### What to do:
Each of the lines below must be written out exactly as shown.

*** Data for the task ***

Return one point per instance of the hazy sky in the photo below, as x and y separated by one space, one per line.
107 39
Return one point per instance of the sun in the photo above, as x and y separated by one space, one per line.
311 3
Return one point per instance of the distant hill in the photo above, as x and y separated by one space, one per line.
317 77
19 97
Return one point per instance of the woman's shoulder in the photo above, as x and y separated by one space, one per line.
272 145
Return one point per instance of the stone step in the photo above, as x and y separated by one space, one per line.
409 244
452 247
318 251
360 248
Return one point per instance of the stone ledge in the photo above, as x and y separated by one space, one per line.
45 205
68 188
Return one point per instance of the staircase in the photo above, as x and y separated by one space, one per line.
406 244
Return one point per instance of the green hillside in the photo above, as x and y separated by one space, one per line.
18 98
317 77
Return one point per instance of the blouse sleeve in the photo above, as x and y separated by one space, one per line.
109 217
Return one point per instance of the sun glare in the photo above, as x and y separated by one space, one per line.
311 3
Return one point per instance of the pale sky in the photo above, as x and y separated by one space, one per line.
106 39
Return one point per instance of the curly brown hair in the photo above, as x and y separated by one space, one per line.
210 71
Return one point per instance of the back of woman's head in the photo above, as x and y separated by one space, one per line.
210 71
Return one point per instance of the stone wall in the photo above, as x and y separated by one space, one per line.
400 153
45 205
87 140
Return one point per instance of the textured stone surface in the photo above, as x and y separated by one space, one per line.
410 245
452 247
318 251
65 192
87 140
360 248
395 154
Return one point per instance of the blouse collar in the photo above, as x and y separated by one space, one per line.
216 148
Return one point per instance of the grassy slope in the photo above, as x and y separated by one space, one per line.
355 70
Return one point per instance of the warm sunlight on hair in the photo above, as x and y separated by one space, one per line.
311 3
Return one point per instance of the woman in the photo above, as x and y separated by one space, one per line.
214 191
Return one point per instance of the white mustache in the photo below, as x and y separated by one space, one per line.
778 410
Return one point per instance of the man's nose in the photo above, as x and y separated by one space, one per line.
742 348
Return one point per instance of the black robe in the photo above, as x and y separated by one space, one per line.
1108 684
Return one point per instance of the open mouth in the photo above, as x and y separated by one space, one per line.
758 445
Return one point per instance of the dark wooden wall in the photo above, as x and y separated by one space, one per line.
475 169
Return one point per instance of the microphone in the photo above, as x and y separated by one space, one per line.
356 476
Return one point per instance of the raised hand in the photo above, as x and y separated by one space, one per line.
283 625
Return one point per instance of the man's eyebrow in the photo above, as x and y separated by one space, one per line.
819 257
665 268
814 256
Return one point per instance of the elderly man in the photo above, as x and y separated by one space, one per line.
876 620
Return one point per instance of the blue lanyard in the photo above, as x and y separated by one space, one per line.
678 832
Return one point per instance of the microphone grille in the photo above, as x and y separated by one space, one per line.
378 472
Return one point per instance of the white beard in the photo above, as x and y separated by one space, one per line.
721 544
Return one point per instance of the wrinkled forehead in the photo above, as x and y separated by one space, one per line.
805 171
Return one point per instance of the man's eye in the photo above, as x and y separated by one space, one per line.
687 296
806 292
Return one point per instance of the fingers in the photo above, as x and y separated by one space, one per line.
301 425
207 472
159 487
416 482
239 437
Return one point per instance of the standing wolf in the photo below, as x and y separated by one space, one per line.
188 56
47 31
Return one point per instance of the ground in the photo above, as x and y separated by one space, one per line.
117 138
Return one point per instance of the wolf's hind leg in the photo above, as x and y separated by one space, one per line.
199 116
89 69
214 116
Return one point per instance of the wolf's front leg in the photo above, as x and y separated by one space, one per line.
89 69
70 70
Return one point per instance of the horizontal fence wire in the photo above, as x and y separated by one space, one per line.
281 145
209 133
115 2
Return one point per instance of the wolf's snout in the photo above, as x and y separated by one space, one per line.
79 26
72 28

*** End of Data for the task ***

### Written reply:
Return one point per instance of the hazy sky in the photo below, as x and y separated by one space, one per line.
107 39
Return one point per instance of the sun in the photo above, as x and y separated by one space, one per line.
311 3
Return one point per instance of the distant hill in the photo above, as x and y separated by one space, one per line.
317 77
19 97
Return one point per instance of the woman's shoulder in the photo above, as x and y separated by one space, one per line.
272 145
Return one point per instance of the stone step in the photo above, as x and y separated by one space, one per line.
409 244
452 247
318 251
360 248
Return one point per instance of the stone ledge in the photo above, as x and y separated by one space, one per line.
45 205
68 188
Return one point per instance of the staircase in the photo above, as x and y separated by one space, one per line.
406 244
Return one point per instance of the green hillside in the photo above, as x and y separated by one space, one per line.
18 98
317 77
Return one point per instance of the blouse sleeve in the photo above, as x and y separated by one space, one per line.
109 217
Return one point per instance of the sun glare in the photo above, as x and y separated by one space, one per line.
311 3
Return one point per instance of the pale sky in the photo above, as x and y separated by one space, one per line.
106 39
Return one point per instance of the curly brown hair in the photo above, as x and y separated by one space, one per line.
210 71
Return one point per instance of the back of woman's head in the photo above, as x and y separated by one space, one per line.
210 71
Return one point per instance of the stone wall in the photo above, as x and y separated by one space, one per line.
400 153
45 205
87 140
Return one point per instance of the textured stone surface in the photo above, as x and y separated by one space, one per line.
410 245
452 247
318 251
65 192
87 140
360 248
395 154
Return one point per instance of the blouse collar in the photo above, as x and y separated by one space, one per line.
216 148
Return one point per instance of the grassy slope in the photo above, as x and y separated by one space, one per line.
355 70
Return one point per instance of the warm sunlight on hair in the photo above, as x and y separated by one space, one per line.
311 3
Return one point per instance of the woman in the photo above, as x and y separated by one space, one per line.
214 191
Return one point per instance of the white mustache in the photo below, as x and y separated by one space, one per line.
778 410
Return one point per instance of the man's nose in the photo above, as x and y separated by one space, one per line.
742 348
Return one point per instance of the black robe in the photo above, as x and y separated by one space, one per line.
1108 684
Return one point per instance of the open mouth in the photo above, as x and y separated by one space, one per line.
758 445
Return one point per instance of the dark wooden wall in the photo above, as x and y separated by one space, one per line.
475 169
Return one point per instance of the microphone in the photo above, as x and y separated by one space, one per line.
356 476
Return one point per instance of the raised hand in the photo above, as x and y separated by one space, one per line.
283 625
Return one point per instance of the man's eyebrow in the photo above, as x and y separated by one space, one per line.
819 257
665 268
814 256
Return one point per instance of the elderly man in the photo above, as x and y separated by one space, one per line.
876 620
Return one point per instance of the blue lanyard in the photo above, as x and y separated by one space, one per line.
678 832
Return one point per instance of the microphone grille in the photo above, as x and y separated by one space, one per line.
378 472
Return one point per instance of the white beard in the photo above, as x and y separated by one space, one per line.
721 544
Return one point per instance of the wrinkled forehead in the photo above, as x and y separated by one space, one per line.
805 171
Return one point per instance of the man's eye in the photo above, as x and y separated by one space, one per line.
687 296
806 292
Return one point per instance of the fingers in the photo above, as x and y separated by one space, one per line.
301 425
207 472
159 487
416 482
239 437
Return one point per instance of the standing wolf in the photo below, as x and y separated by one space, one per line.
188 56
47 31
Return one point per instance of the ground in the photo above, as x and y separated by one space, one per line.
117 138
Return one point per instance of the wolf's hind leg in the photo above, as x and y separated by one space, one per line.
199 116
89 69
214 116
Return one point per instance of the wolf's front leg in the photo above, as x and y separated by one space, one per line.
89 69
70 70
Return one point per instance of the horizontal fence wire in the photo above, as x and y separated by one space, one per line.
281 145
209 133
115 2
Return one point per instance of the wolf's snout in the photo above, as x and y separated by one space, one per line.
79 26
72 28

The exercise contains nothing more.